● What is needed:
Beginning at the line that contains "Target: stainless steel pot", repeat each line exactly through the last one of the records below, and leave out the pictures.

● Entries provided:

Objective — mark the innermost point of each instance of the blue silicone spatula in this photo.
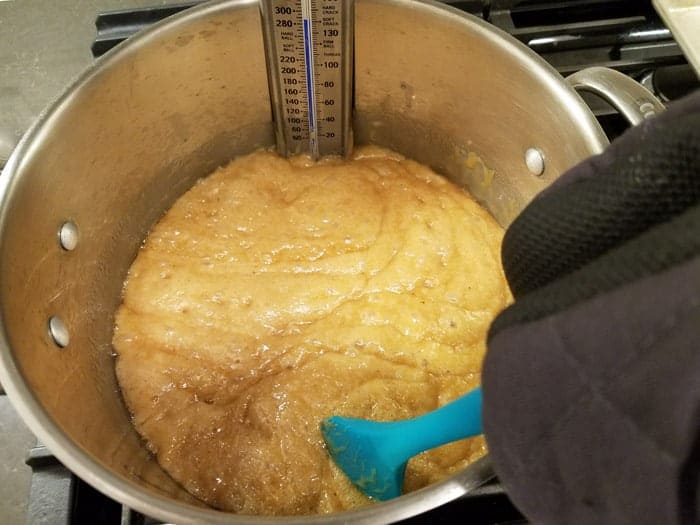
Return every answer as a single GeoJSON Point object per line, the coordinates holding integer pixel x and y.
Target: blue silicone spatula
{"type": "Point", "coordinates": [374, 454]}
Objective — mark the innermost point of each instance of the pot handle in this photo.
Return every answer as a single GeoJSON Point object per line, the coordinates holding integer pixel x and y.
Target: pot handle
{"type": "Point", "coordinates": [626, 95]}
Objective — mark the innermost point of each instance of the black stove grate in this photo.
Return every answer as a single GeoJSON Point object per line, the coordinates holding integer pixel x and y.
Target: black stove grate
{"type": "Point", "coordinates": [626, 35]}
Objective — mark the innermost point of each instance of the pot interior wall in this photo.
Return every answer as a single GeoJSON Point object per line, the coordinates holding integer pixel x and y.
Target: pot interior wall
{"type": "Point", "coordinates": [173, 105]}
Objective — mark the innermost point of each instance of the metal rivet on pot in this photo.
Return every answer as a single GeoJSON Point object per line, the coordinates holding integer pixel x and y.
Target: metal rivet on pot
{"type": "Point", "coordinates": [534, 159]}
{"type": "Point", "coordinates": [59, 332]}
{"type": "Point", "coordinates": [68, 236]}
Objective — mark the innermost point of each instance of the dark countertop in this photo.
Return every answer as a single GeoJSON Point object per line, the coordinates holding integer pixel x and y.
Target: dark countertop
{"type": "Point", "coordinates": [44, 45]}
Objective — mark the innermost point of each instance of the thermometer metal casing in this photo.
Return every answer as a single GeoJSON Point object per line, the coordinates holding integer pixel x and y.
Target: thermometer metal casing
{"type": "Point", "coordinates": [309, 50]}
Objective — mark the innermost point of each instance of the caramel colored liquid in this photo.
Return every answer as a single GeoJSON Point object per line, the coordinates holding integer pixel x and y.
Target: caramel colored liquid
{"type": "Point", "coordinates": [276, 293]}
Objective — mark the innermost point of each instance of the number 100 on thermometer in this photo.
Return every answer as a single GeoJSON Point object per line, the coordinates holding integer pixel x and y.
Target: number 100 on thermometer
{"type": "Point", "coordinates": [309, 49]}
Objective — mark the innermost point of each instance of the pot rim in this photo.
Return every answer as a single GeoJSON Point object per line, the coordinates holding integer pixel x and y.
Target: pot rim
{"type": "Point", "coordinates": [128, 492]}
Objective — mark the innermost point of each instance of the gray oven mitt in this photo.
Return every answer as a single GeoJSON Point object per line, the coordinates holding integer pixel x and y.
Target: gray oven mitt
{"type": "Point", "coordinates": [591, 381]}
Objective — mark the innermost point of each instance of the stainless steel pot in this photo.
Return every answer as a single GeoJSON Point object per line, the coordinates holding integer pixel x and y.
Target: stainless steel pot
{"type": "Point", "coordinates": [134, 132]}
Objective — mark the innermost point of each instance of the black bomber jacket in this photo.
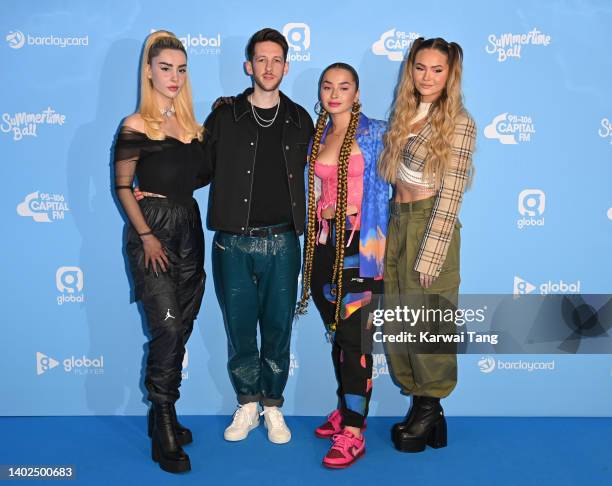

● Your response:
Target: stainless steel pot
{"type": "Point", "coordinates": [134, 132]}
Objective — mark the innermost point of each instance of the black bomber jacket in this photo.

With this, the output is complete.